- **Text segment**
# # # #

California Office of Emergency Services, Listos California - Social Bridging Project
Ward Circle Strategies helped conceive of, and quickly stand up, a first-in-the-nation initiative, the “Social Bridging Project”, to reach vulnerable people one-on-one by phone and connect them with life-changing and lifesaving government and nonprofit resources throughout the state of California during COVID.
COVID-19 wellness calls and texts connected low-income older adults with food, mental health and other resources, and break through social isolation. Disaster readiness calls and texts helped Californians least likely to be prepared for natural disasters to get emergency alerts and plan safe evacuations. Equally important, the project’s callers, known as Bridgers, provided a caring touch, chatting with the people on the other end of the lines, asking about their interests, their emotional well-being, their lives.
These engagements were accomplished remotely in English, Spanish, and Tagalog by volunteers and staff across the state and nation, during the coronavirus pandemic and California’s catastrophic wildfire seasons.

# # # #

- **The data**
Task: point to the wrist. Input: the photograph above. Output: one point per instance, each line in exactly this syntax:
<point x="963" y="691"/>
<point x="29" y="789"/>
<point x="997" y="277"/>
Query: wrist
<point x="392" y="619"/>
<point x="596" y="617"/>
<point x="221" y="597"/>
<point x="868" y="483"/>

# # # #

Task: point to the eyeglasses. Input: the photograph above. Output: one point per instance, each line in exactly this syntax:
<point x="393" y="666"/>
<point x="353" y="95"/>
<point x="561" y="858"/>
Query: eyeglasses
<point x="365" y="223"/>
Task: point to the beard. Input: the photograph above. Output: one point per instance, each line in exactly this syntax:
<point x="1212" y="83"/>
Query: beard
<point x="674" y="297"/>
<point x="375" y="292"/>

# # # #

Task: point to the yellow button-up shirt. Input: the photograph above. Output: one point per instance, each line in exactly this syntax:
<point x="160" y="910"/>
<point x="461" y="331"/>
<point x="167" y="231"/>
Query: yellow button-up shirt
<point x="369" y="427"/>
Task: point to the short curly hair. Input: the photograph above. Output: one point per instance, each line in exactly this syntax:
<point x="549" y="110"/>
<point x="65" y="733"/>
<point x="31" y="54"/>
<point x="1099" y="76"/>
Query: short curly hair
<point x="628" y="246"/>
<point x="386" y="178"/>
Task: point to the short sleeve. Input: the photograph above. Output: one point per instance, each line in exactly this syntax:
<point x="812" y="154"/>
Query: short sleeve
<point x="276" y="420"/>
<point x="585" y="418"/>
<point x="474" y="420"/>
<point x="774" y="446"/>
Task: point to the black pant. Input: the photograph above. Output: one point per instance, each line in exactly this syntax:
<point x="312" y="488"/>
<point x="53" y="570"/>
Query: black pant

# # # #

- **Tasks to carry out**
• a. In the Social Bridging Project text, set down the passage from "COVID-19 wellness calls" to "well-being, their lives.", word for word.
• b. Answer these from the Social Bridging Project text:
(i) Which firm helped conceive of and stand up the initiative?
(ii) What name was given to the project's callers?
(iii) In which languages were the engagements carried out?

- **Expected outputs**
• a.
COVID-19 wellness calls and texts connected low-income older adults with food, mental health and other resources, and break through social isolation. Disaster readiness calls and texts helped Californians least likely to be prepared for natural disasters to get emergency alerts and plan safe evacuations. Equally important, the project’s callers, known as Bridgers, provided a caring touch, chatting with the people on the other end of the lines, asking about their interests, their emotional well-being, their lives.

• b.
(i) Ward Circle Strategies
(ii) Bridgers
(iii) English, Spanish, and Tagalog